Given request -> Update everything from the line containing "the eyebrow, each" down to the line containing "[(252, 409)]", replacing "field-scouting log" with "site survey log" and keeping all else the same. Return only those lines.

(Records from a dataset)

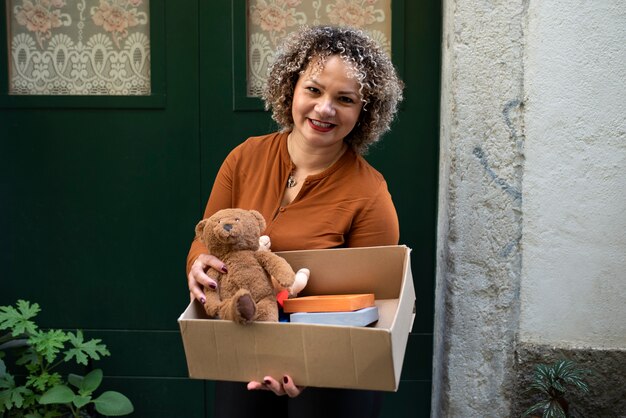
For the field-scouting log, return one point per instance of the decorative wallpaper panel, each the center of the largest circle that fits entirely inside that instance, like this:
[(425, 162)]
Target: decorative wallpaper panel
[(270, 20), (78, 47)]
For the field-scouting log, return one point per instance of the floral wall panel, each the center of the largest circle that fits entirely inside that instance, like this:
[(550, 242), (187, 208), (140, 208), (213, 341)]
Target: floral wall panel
[(78, 47), (270, 20)]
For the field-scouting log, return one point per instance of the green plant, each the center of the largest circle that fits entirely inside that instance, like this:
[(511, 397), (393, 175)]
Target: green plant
[(552, 382), (43, 393)]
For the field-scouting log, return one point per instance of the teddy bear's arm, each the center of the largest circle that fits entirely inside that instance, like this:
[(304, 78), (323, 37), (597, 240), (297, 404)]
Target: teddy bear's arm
[(212, 297), (277, 267)]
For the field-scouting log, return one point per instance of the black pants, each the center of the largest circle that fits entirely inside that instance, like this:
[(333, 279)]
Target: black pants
[(234, 400)]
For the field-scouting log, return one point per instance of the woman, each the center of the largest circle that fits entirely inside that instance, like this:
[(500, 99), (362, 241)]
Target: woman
[(333, 92)]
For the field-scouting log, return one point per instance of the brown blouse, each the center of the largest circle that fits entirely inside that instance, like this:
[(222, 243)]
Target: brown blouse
[(346, 205)]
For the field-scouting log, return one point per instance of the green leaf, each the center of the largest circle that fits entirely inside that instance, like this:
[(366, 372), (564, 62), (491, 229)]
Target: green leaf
[(112, 403), (18, 320), (84, 350), (48, 343), (58, 394), (92, 381), (75, 380), (43, 380), (80, 401)]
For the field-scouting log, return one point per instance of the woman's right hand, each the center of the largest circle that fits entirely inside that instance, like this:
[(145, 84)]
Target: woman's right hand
[(197, 279)]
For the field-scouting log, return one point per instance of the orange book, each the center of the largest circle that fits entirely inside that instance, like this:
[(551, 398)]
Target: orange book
[(329, 303)]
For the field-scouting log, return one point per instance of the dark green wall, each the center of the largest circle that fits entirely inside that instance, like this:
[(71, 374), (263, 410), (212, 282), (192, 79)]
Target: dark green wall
[(99, 197)]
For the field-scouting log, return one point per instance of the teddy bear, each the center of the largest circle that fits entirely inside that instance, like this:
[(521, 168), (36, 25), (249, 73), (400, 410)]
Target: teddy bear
[(246, 293)]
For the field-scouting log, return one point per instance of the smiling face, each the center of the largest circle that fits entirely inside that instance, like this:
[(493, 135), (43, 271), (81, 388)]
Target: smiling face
[(326, 104)]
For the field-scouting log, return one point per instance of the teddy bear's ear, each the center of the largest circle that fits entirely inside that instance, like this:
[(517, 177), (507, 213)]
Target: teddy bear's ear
[(260, 219), (200, 227)]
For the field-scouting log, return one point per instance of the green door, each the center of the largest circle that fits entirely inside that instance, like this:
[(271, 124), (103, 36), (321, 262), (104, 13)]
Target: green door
[(99, 196)]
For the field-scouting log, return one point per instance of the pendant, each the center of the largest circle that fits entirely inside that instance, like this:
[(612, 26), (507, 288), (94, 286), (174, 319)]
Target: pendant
[(291, 181)]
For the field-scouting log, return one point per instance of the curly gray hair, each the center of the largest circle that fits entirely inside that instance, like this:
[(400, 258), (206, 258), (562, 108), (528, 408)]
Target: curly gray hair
[(379, 85)]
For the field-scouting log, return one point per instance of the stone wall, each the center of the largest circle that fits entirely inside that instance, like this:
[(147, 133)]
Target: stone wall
[(531, 243)]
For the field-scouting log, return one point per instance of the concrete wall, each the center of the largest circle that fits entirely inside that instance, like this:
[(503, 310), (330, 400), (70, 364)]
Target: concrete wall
[(575, 175), (532, 207)]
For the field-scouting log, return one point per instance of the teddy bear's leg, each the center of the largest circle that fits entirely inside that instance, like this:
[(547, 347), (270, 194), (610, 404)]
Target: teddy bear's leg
[(212, 302), (240, 308), (267, 310)]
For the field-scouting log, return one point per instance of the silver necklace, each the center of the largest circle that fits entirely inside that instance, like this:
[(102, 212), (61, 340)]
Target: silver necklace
[(291, 181)]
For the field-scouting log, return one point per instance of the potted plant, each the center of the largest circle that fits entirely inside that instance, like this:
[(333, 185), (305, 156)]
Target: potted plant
[(552, 382), (43, 392)]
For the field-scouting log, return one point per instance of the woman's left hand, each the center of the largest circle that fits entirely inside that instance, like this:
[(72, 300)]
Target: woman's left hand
[(286, 387)]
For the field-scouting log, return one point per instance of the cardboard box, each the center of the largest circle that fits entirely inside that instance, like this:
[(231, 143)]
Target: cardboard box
[(315, 355)]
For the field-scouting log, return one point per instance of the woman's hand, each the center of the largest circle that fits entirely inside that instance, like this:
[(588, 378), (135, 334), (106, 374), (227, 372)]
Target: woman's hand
[(286, 387), (197, 279)]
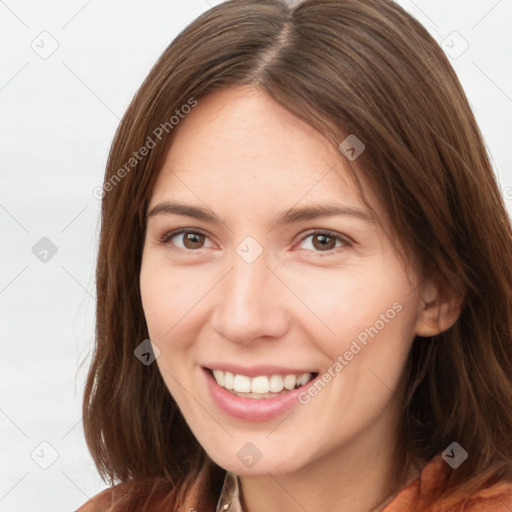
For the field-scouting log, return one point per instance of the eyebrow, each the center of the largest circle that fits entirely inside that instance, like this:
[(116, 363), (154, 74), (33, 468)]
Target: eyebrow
[(285, 217)]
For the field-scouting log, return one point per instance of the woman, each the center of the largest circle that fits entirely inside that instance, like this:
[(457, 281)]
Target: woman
[(300, 214)]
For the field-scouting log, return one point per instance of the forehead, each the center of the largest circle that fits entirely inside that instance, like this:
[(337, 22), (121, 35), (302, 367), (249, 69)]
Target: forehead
[(238, 148)]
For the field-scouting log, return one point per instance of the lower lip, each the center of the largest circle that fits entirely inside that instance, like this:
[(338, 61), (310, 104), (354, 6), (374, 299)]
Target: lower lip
[(252, 409)]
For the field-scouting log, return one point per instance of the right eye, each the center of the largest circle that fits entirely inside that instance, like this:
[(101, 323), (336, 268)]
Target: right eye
[(190, 239)]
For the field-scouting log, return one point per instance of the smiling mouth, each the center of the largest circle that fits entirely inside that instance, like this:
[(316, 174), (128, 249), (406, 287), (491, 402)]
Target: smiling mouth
[(262, 386)]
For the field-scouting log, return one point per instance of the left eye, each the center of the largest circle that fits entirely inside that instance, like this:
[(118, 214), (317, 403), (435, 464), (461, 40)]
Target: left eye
[(320, 241), (324, 241)]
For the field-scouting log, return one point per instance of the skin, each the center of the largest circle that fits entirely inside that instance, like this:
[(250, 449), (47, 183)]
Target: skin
[(245, 158)]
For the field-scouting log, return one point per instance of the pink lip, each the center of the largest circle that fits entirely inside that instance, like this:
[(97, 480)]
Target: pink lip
[(251, 409), (255, 371)]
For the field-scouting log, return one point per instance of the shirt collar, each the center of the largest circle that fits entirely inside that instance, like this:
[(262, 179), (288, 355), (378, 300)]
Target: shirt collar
[(229, 500)]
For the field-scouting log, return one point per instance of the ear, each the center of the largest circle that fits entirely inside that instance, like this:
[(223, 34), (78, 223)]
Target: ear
[(439, 309)]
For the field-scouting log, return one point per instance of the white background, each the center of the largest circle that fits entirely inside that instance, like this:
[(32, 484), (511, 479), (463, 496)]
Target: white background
[(58, 117)]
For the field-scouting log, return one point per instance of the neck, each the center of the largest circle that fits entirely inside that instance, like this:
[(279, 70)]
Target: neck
[(360, 478)]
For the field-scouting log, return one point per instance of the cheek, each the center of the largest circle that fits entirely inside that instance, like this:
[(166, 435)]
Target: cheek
[(168, 298)]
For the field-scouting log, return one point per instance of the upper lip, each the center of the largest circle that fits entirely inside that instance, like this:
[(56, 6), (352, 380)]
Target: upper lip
[(257, 370)]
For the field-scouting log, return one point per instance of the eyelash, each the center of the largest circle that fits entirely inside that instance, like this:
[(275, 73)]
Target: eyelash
[(166, 238)]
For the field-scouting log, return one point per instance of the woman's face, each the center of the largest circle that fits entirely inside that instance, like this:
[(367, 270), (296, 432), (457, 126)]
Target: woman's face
[(252, 278)]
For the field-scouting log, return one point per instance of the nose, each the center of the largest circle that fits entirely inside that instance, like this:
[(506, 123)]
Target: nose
[(251, 303)]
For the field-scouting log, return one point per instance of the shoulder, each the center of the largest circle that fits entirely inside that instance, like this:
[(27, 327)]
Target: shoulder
[(435, 481), (127, 496)]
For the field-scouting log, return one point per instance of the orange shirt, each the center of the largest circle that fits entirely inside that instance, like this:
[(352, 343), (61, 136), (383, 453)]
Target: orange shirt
[(434, 477)]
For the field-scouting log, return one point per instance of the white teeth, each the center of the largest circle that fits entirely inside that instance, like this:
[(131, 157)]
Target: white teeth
[(228, 380), (290, 381), (276, 384), (261, 385), (242, 384), (303, 379), (219, 377)]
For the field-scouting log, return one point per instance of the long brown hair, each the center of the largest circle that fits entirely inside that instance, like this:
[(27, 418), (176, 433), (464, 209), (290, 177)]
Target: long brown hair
[(345, 67)]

Answer for the task ->
For the site survey log, return one point per instance of the eyebrow, each the center of the largest circle that fits entirely inside that instance, like this:
[(116, 363), (154, 74), (33, 468)]
Target: eyebrow
[(285, 217)]
For the site survey log, return one point per instance of the woman, each the center of the largest circle that fits entirely inside that instance, like this:
[(457, 281)]
Target: woman
[(300, 214)]
For the site survey log, return one point per instance of the forehead, each the center of the largest circle that fits entirely inside that instance, like this:
[(337, 22), (121, 35), (302, 367), (249, 69)]
Target: forehead
[(238, 148)]
For the site survey log, return one point per instance of the lower lip, each the center of the largest circle that fits entirely inside that instance, like this:
[(338, 61), (310, 104), (354, 6), (374, 299)]
Target: lower lip
[(252, 409)]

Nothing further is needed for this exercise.